FIG. 2 shows a vehicle 200 including the engine 10. The vehicle 200 further includes an induction system 202 configured to supply air to combustion chambers in the engine 10. Thus, the induction system 202 may draw air from the surrounding environment and provide the air to the engine 10. Arrow 203 denotes the flow of intake air from the induction system 202 to the engine 10. The induction system 202 may include various components, such as the throttle 62, intake manifold 44, and intake passage 42 shown in FIG. 1.
The vehicle 200 further includes an exhaust system 204 configured to receive exhaust gas from the engine 10. The exhaust system 204 may include the exhaust manifold 48 and the emission control device 70 shown in FIG. 1. It will be appreciated that the exhaust system 204 may receive exhaust gas from the engine 10 and expel the exhaust gas into the surrounding environment. Arrow 205 denotes the flow of exhaust gas from the engine 10 into the exhaust system 204.
The vehicle 200 further includes a fuel delivery system 206 including a fuel tank 208 housing a fuel 210 such as gasoline, diesel, bio-diesel, alcohol (e.g., ethanol, methanol), or a combination thereof. Fuel vapor 212 may also be enclosed in the fuel tank 208.
The fuel delivery system 206 further includes a fuel pump 214 having a pick-up tube 216 extending into the fuel tank 208. In the depicted example the fuel pump 214 is positioned external to the fuel tank 208. However, in other examples the fuel pump 214 may be positioned in the fuel tank 208.
A fuel conduit 218, included in the fuel delivery system 206, enables fluidic communication between the fuel pump 214 and the engine 10. Arrow 220 indicates the flow of fuel into the engine 10. The fuel delivery system 206 may also include valves for regulating the amount of fuel provided to the engine 10. It will be appreciated that the fuel delivery system 206 may include additional components that are not depicted such as injectors (e.g., direct injectors, port injectors), a higher pressure fuel pump, a fuel rail, etc.
The induction system 202 includes at least one induction conduit 222. The induction conduit 222 may include a passive-adsorption hydrocarbon trap 224. The passive-adsorption hydrocarbon trap 224 may be positioned upstream of the throttle 62 shown in FIG. 1, in some examples. However, other positions for the passive-adsorption hydrocarbon trap have been contemplated. For example, the passive-absorption hydrocarbon trap 224 may be positioned within the intake manifold 44, shown in FIG. 1. Continuing with FIG. 2, the passive-adsorption hydrocarbon trap 224 is configured to absorb fuel vapor. In this way, the passive-adsorption hydrocarbon trap 224 may reduce the amount of emissions escaping from the induction system 202 when the engine 10 is not performing combustion. The passive-adsorption hydrocarbon trap 224 is discussed in greater detail herein.
The induction conduit 222 is in fluidic communication with the combustion chamber 30 shown in FIG. 1. The induction system 202 may also include the intake manifold 44 shown in FIG. 1, the throttle 62 shown in FIG. 1, and the intake valve 52 shown in FIG. 1. The induction conduit 222 may be positioned upstream of the throttle 62, in some examples.

# RECORDS SHOWN:
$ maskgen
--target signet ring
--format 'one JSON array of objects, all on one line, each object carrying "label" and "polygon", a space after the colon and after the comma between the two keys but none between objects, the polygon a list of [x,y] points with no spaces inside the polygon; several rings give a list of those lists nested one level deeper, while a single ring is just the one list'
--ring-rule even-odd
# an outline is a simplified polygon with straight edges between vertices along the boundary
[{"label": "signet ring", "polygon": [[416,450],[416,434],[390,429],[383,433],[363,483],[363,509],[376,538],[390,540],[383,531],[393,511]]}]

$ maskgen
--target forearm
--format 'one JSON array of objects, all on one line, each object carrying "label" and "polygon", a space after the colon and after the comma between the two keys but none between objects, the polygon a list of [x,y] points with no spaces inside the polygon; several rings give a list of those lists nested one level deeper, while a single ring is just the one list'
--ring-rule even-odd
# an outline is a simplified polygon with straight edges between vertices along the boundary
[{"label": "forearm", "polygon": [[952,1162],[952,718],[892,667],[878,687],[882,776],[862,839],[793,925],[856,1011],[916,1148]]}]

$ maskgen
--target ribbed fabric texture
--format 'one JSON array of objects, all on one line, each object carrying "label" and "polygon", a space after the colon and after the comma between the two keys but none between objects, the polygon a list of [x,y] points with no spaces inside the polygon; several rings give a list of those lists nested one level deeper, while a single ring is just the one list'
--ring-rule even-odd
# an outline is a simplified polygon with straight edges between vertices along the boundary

# SET TASK:
Update the stretch from "FIG. 2 shows" through "42 shown in FIG. 1." in the vehicle-system description, swapping "induction system" for "air intake system", and give the revised stretch.

# SOLUTION BELOW:
FIG. 2 shows a vehicle 200 including the engine 10. The vehicle 200 further includes an air intake system 202 configured to supply air to combustion chambers in the engine 10. Thus, the air intake system 202 may draw air from the surrounding environment and provide the air to the engine 10. Arrow 203 denotes the flow of intake air from the air intake system 202 to the engine 10. The air intake system 202 may include various components, such as the throttle 62, intake manifold 44, and intake passage 42 shown in FIG. 1.